## Exercise instructions
Repeat every entry word for word, but leave the images out of your copy.

## Information supplied
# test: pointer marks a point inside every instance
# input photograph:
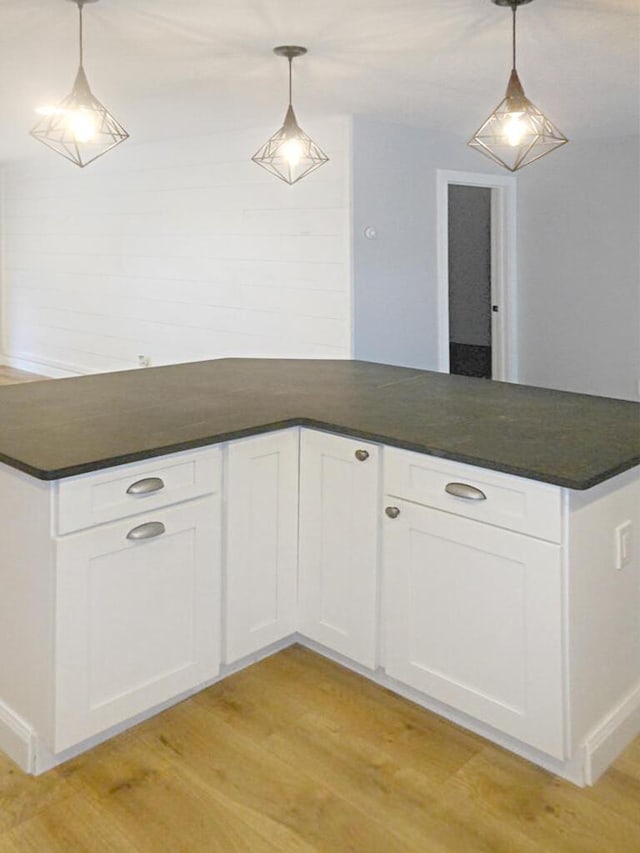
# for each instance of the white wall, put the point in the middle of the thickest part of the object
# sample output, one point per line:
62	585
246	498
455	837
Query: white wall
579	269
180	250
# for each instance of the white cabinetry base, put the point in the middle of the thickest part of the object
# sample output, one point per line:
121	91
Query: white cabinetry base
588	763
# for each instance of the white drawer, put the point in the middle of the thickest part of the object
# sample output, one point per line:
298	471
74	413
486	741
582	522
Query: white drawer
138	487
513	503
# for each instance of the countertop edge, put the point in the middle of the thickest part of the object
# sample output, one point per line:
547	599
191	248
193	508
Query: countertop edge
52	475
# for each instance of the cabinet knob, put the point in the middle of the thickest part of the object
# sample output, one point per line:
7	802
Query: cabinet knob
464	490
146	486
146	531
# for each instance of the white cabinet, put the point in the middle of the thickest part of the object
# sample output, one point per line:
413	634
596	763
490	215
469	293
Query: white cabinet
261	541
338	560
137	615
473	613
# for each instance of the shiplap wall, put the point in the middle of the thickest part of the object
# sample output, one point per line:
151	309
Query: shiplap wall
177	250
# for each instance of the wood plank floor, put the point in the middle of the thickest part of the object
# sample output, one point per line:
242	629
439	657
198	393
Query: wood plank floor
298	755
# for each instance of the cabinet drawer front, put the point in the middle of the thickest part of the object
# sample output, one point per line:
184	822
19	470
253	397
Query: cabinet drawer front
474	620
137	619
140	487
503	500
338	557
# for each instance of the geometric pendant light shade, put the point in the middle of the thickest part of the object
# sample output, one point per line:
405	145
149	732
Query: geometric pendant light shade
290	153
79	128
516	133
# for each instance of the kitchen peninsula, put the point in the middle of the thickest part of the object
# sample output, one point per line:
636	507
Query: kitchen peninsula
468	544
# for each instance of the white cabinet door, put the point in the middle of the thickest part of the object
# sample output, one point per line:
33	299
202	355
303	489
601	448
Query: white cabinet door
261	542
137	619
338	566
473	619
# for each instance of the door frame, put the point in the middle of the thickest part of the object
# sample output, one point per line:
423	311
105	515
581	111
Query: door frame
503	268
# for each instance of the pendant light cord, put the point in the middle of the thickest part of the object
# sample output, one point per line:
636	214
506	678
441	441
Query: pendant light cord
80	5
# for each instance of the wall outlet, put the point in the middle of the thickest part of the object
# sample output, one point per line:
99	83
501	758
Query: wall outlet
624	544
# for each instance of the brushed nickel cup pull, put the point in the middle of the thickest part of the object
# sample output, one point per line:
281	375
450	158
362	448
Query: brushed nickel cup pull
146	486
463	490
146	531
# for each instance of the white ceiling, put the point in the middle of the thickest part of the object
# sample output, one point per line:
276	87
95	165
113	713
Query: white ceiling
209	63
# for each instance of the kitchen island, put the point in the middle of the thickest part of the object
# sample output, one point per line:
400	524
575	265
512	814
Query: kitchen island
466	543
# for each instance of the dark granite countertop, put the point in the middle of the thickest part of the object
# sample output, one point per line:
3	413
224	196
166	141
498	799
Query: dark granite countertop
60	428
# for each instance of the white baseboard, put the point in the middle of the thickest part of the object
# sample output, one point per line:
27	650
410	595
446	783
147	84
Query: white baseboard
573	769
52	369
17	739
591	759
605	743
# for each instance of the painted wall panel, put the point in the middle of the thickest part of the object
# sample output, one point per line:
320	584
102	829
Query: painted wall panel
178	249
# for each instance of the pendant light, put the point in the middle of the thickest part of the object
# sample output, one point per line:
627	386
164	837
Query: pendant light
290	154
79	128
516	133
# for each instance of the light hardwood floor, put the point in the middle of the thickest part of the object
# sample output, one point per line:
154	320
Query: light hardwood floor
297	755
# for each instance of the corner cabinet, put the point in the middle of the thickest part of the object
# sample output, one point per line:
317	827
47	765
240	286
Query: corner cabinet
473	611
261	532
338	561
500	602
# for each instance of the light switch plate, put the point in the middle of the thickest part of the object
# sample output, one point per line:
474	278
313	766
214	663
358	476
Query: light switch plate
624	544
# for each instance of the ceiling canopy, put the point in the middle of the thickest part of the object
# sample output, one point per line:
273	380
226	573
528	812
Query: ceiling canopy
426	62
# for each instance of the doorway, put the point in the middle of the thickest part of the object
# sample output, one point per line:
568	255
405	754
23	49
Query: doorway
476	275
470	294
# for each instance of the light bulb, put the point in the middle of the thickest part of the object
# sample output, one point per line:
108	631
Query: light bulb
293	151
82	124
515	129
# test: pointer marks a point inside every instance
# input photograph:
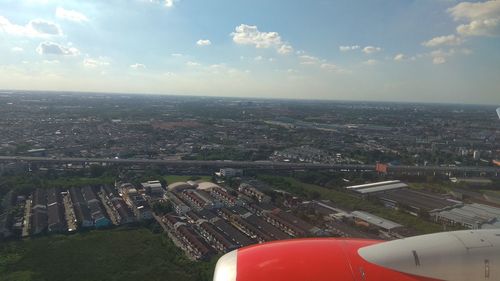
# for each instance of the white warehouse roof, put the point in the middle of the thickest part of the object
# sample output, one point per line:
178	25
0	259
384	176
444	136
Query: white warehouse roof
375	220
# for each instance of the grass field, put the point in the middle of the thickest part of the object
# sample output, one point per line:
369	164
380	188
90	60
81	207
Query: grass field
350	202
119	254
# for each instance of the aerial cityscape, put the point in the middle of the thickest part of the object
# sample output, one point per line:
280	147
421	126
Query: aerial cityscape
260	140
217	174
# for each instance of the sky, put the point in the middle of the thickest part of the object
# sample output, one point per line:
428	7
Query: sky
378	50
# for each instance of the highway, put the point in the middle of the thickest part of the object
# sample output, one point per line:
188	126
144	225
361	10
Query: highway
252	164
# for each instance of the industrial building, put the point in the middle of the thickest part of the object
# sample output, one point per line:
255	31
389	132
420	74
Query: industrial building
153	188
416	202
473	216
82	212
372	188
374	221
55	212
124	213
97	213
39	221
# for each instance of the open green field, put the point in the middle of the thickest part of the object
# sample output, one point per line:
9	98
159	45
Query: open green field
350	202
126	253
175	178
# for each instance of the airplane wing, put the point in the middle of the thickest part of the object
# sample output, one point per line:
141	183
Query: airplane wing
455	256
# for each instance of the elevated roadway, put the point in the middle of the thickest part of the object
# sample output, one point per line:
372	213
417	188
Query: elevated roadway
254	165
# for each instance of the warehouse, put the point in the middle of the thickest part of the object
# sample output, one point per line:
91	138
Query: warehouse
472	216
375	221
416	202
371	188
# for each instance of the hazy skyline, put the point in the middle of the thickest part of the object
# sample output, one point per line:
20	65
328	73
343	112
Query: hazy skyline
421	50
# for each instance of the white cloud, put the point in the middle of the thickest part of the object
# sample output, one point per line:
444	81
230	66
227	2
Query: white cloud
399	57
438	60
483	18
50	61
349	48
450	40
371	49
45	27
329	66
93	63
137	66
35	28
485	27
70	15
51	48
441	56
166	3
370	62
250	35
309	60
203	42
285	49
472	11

## Correct result
# test: pointer marks a point inside every instance
# input photograph:
# for each instance of the white wall, put the point in the middle of the thickest part of the object
# sample output, one point per line:
62	585
246	498
455	837
Query: white wall
579	269
180	250
# for each instance of the white cabinetry base, put the point in the middle of the thickest part of the object
# sample output, one point per line:
121	91
Query: white cabinetry base
588	763
# for each instance of the white drawer, put the point in the middle of the thickest part of the object
# sample output, one point per line:
298	471
74	413
486	741
582	522
Query: white drawer
138	487
513	503
# for each instance of the countertop edge, put the point in the middle of the thickest part of the object
# sample output, one point per line:
547	599
191	248
193	508
Query: countertop edge
52	475
# for each instance of the cabinet knob, put the point in the middle of the thickest part of the object
# sample output, one point per line:
7	802
Query: cabinet knob
464	490
146	486
146	531
# for each instance of the white cabinet, put the point in the middle of the thickest part of the object
# sample output, one point per line:
413	634
596	763
490	215
469	293
Query: white cabinet
261	541
338	560
137	615
473	613
# for each instance of the shiplap wall, put the point in the middle of the thickest part of the object
# sample output, one point per line:
151	309
Query: shiplap wall
177	250
# for each instance of the wood plank floor, put the point in the middle of the thickest part of the object
# sample output, one point per line:
242	629
439	657
198	393
Query: wood plank floor
298	755
# for each instance of the cabinet drawer front, put the point in the middle of the thickest part of the object
# sample output, one point per line:
184	822
19	470
253	397
Query: cabinet drawer front
474	620
137	619
140	487
503	500
338	557
# for each instance of the geometric pendant light shade, put the point in the middle of the thickest part of the object
# sample output, one point per line:
405	145
149	732
Query: geometric pendant light shade
290	153
79	128
516	133
# for each instance of the kitchen peninsula, put the point in the middle of the thickest part of the object
# sample output, one point per line:
636	507
Query: kitchen peninsula
468	544
# for each instance of the white cabinet door, put the point in the middle of the thickest part of the object
# sample output, one point per line:
33	299
202	355
303	489
601	448
Query: white cabinet door
261	542
137	619
338	566
473	619
# for each instance of the door frame, put the point in the middle of the thickest part of the object
# sample output, one point per line:
423	311
105	515
581	111
Query: door frame
503	268
# for each instance of the pendant light cord, put the point in the middle of the thickest part of the object
# sample output, one point per line:
636	214
506	678
441	441
Query: pendant light cord
80	5
# for each instance of the wall outlet, put the point in the middle of the thickest part of the object
# sample output, one point per line:
99	83
501	758
Query: wall outlet
624	544
# for each instance of the brushed nickel cup pull, put the point in the middle of the thickest part of the object
# sample output, one point per line:
281	375
450	158
362	448
Query: brushed nickel cup pull
146	486
463	490
146	531
# for each instance of the white ceiling, put the point in the middle of the thickest part of the object
# sample output, one point per line:
276	87
95	165
113	713
Query: white ceiling
209	63
# for each instance of the kitchen island, put the point in the middle of the thickest part of the object
# sample output, one point per line:
400	524
575	265
512	814
Query: kitchen island
466	543
# for each instance of the dark granite countertop, put the point in the middle of the thickest part of the object
# sample output, one point per line:
3	413
224	196
166	141
498	799
Query: dark granite countertop
60	428
# for each instance of the white baseboard, put the point in the middle of the thickest part of the object
# sample output, one point per line:
27	650
410	595
446	783
147	84
Query: white baseboard
573	769
52	369
17	739
591	759
605	743
# for each instance of the painted wall panel, put the point in the middle of the thickest part of the object
# sample output, one point per line:
320	584
102	829
Query: painted wall panel
178	249
# for each instance of the pendant light, put the point in the middle of the thickest part of the object
# sample output, one point per line:
627	386
164	837
Query: pendant light
290	154
79	128
516	133
# for each instance of the light hardwood floor, put the point in the middle of the thickest part of the object
# sample output, one point per line:
154	320
Query: light hardwood floor
297	755
# for each instance of the corner cabinet, put the point in the middle of the thickest part of the object
# sample output, one point per line:
317	827
47	765
240	286
Query: corner cabinet
473	611
261	532
338	561
500	602
# for each instance of the light switch plate, put the point in the middle of the thickest part of the object
# sample output, one point per line:
474	278
313	766
214	663
358	476
Query: light switch plate
624	544
# for each instance of the ceiling canopy, put the point in the middle of the thickest part of the object
# sample output, one point per line:
273	380
226	573
528	812
Query: ceiling canopy
426	62
# for each instance of the doorway, put the point in the middle of the thickest part of the object
# sample output, one point per line:
568	255
405	754
23	49
Query: doorway
476	275
470	294
# for each instance of the light bulb, put the point in the middle of the thickest part of the object
# sample output, one point per line:
108	631
Query: light bulb
293	151
82	124
515	129
# test: pointer marks a point inside every instance
# input photograph:
# for each instance of the white warehouse roof, put the point in the middle of the thickest part of the object
# sample output, one point per line:
178	25
0	259
384	176
444	136
Query: white warehouse roof
375	220
# for each instance of the grass field, put the point in the middle of the thickest part of the object
# sample output, one point per line:
369	164
380	188
90	60
81	207
Query: grass field
350	202
119	254
# for each instance of the aerial cityscape, put the point in the middle of the thickest part of the object
# sample output, one point per line:
280	147
421	126
Query: aerial cityscape
260	140
217	174
# for each instance of the sky, put the point in the middle of the thickest part of the object
# sample output, one point per line:
428	7
Query: sky
378	50
# for each instance of the highway, put the point in the middle of the thickest part of the object
# sample output, one point per line:
188	126
144	225
361	10
Query: highway
252	164
# for each instance of the industrial building, put the point in the middle of the thickest part of the object
# sample output, one point per line:
255	31
389	132
420	74
Query: industrial building
153	188
416	202
473	216
82	212
372	188
374	221
55	212
124	213
97	213
39	221
# for each instance of the open green field, put the point in the middle of the thickest part of the object
# sample output, one point per line:
9	98
159	45
Query: open green field
350	202
126	253
175	178
# for each instance of the airplane wing, put the point in the middle of the thickest part of the object
# sample output, one point per line:
141	183
Query: airplane wing
455	256
# for each instance of the elevated roadway, put the point in the middle of the thickest part of the object
# sample output, one point per line:
372	213
417	188
Query: elevated roadway
254	165
# for each instance of the warehouse, put the point in the middle of the thickest part of the object
# sample output, one point per line:
91	138
Query: warehouse
472	216
375	221
416	202
371	188
# for each instance of the hazy skyline, put the point in the middle of the thickest part of the object
# sample output, one point per line:
20	65
328	73
343	112
Query: hazy skyline
421	50
# for each instance of the white cloud, put the point in the middle of the thickest part of the object
# sample output, one point per line:
444	81
230	66
227	2
Query: white cloud
399	57
438	60
483	18
50	61
349	48
450	40
371	49
45	27
329	66
93	63
137	66
35	28
485	27
70	15
51	48
441	56
166	3
370	62
250	35
309	60
203	42
285	49
472	11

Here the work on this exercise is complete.